- Problem requirements -
In the entries below, find the line containing "Could you please mark the orange car's windshield". Copy it and all lines after it, exactly, through the end.

Records

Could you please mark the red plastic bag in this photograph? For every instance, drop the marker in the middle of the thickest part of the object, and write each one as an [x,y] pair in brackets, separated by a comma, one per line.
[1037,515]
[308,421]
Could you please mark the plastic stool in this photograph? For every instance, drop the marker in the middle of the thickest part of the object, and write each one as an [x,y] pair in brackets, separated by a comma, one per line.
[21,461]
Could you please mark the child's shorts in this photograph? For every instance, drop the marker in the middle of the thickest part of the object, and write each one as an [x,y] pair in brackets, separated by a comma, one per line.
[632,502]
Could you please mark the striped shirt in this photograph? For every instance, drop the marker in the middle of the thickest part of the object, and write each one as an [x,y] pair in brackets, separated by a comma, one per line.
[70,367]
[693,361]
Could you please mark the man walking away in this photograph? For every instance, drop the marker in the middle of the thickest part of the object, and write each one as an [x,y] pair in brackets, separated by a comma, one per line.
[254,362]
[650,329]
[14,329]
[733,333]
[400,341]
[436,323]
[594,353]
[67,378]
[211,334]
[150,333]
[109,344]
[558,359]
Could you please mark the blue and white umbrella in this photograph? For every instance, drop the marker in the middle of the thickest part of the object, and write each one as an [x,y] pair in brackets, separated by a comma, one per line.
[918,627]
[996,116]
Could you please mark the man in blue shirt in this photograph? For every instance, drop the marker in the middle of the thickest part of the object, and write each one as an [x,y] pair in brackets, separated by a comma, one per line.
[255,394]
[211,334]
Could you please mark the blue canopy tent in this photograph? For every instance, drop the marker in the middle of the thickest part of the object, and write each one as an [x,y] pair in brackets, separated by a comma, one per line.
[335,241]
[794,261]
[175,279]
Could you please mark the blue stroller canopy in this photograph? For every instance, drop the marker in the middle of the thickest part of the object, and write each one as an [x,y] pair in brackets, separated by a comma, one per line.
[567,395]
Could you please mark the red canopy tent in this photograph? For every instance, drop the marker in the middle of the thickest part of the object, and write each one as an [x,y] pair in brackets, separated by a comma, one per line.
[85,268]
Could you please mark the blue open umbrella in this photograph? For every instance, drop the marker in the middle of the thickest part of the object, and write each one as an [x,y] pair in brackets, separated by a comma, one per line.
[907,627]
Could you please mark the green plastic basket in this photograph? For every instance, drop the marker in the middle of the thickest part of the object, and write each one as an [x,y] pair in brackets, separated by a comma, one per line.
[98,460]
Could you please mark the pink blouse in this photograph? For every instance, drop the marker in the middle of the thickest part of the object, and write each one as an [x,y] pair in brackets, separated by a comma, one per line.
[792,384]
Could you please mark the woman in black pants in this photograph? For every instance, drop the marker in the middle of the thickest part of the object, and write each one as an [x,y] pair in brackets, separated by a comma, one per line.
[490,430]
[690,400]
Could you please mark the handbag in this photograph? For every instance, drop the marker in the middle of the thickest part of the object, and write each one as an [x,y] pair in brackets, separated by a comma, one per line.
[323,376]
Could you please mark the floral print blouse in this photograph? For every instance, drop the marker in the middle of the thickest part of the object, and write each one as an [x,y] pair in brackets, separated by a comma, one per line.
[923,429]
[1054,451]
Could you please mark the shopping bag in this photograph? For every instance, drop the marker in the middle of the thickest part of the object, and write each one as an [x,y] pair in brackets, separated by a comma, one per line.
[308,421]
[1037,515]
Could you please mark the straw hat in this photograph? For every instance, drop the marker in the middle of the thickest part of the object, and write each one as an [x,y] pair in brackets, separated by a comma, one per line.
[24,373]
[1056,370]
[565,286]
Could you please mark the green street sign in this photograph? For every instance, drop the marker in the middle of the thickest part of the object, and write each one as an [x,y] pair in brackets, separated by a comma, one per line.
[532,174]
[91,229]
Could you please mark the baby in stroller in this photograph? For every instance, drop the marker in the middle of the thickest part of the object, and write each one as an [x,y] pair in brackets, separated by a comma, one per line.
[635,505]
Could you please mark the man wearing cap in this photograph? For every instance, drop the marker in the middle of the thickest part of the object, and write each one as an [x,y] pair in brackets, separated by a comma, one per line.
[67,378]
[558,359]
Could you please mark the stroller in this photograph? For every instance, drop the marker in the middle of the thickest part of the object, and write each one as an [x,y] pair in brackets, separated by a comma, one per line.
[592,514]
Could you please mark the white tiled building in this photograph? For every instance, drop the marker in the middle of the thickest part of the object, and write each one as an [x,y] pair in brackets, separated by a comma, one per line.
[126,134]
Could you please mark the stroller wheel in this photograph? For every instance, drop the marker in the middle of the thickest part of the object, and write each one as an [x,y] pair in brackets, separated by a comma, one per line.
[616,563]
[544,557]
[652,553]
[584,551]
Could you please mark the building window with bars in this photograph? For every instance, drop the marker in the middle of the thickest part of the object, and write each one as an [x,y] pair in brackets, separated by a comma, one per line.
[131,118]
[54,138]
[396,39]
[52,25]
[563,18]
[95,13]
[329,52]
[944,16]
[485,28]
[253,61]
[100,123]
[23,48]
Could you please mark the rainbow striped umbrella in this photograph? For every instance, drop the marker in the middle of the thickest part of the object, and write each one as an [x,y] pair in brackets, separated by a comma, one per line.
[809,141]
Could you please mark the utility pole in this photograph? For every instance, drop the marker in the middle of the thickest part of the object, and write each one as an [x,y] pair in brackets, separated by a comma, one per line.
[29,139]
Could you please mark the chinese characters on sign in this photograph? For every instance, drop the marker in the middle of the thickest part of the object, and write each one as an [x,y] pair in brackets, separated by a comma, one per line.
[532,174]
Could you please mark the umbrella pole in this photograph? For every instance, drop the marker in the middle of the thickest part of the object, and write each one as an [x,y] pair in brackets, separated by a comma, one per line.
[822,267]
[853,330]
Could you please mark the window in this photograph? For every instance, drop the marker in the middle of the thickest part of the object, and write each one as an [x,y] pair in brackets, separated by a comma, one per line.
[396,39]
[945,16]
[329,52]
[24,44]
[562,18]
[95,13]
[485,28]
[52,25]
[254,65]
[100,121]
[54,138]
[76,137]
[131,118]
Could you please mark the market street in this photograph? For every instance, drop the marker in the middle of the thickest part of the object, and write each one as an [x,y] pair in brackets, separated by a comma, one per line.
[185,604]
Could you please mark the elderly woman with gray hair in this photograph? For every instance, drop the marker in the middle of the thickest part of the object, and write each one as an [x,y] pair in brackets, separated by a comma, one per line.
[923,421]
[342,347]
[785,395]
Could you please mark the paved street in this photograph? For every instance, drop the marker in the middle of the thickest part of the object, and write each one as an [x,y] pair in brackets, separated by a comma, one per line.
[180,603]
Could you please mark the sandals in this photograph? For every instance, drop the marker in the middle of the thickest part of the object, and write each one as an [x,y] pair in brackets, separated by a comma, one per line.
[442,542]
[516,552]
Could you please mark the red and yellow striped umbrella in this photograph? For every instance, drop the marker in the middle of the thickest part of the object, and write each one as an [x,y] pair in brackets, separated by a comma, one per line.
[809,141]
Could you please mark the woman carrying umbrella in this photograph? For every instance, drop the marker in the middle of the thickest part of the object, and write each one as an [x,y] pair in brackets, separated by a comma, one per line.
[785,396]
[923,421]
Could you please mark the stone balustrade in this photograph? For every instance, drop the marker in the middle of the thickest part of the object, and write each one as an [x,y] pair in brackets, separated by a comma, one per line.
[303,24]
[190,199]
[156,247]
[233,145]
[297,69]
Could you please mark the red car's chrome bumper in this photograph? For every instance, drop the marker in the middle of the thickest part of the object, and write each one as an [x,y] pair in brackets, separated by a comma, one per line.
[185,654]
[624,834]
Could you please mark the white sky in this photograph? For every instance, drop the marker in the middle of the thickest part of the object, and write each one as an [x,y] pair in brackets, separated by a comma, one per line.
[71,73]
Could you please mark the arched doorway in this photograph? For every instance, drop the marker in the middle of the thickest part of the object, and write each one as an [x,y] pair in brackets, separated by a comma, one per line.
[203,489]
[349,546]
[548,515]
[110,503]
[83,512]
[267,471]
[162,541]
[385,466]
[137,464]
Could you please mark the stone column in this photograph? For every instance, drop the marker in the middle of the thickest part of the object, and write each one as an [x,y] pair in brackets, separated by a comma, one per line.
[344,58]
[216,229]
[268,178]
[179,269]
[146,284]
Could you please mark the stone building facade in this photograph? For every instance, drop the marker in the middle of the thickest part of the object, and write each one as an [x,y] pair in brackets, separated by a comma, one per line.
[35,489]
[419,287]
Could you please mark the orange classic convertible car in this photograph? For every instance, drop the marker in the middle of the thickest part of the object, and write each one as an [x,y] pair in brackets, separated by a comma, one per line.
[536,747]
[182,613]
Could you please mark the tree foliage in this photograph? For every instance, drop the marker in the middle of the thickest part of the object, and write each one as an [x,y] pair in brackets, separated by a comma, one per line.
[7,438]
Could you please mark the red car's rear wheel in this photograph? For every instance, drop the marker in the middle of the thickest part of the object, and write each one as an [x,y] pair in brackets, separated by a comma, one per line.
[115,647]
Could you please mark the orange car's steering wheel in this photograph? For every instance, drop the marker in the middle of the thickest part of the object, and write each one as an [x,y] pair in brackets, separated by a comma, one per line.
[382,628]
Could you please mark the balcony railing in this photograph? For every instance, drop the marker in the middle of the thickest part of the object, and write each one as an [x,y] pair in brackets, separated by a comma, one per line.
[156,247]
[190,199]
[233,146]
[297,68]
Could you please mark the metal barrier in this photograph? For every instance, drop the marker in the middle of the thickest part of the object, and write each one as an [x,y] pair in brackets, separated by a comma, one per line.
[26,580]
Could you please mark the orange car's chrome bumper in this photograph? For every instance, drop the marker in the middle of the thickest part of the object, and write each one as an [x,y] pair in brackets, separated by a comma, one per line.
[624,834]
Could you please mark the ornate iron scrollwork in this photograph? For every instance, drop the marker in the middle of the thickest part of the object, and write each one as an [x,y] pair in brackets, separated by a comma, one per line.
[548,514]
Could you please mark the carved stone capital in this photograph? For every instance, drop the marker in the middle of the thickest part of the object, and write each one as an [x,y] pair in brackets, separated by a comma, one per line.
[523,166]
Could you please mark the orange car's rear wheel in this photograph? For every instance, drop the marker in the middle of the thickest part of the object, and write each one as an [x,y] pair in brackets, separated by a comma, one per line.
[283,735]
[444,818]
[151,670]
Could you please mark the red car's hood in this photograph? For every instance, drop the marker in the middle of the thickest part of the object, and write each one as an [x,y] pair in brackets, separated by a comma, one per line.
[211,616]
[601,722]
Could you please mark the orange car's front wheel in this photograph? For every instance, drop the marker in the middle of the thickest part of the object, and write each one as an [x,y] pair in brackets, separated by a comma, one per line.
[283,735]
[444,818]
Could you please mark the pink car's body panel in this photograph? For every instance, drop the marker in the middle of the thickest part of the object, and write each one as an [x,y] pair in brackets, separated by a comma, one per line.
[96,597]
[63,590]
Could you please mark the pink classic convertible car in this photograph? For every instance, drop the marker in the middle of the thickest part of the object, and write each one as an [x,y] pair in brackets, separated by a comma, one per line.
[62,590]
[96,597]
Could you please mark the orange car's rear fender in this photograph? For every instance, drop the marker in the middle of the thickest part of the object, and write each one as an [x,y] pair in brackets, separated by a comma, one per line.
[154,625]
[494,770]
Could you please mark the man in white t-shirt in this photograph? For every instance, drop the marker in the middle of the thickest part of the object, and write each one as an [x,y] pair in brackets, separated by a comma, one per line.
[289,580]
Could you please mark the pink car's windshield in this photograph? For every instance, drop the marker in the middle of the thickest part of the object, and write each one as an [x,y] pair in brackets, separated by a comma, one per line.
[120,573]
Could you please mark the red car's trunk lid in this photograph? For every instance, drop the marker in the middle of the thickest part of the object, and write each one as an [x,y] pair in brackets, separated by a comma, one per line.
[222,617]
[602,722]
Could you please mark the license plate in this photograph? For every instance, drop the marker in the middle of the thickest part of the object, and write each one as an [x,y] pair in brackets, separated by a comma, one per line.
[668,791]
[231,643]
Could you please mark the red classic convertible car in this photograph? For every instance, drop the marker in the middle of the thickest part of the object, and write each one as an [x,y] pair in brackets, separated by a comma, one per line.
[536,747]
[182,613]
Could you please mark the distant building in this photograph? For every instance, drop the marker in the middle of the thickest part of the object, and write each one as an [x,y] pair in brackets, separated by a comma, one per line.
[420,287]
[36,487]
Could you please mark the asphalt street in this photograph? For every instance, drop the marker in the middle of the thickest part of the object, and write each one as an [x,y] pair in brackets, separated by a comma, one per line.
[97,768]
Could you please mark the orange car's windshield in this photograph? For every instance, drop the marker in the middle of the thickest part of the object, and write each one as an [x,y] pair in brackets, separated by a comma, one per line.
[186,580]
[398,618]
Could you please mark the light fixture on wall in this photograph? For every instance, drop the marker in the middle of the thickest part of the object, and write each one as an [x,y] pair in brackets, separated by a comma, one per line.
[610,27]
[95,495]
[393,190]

- Result for this exercise -
Could you please mark the orange car's windshield in this photograph? For every instance, drop the marker in the middle of the thickest part of the object, and write each one as an [x,y] pair in brackets, separated by a comma, one per line.
[186,580]
[398,618]
Could you please mark the light fixture on wall in this photograph? For every instance, drop the marker in the middle of the thickest part of the object, and write each one as an [x,y] pair in brackets, separated by a comma, one per line.
[610,27]
[95,495]
[393,190]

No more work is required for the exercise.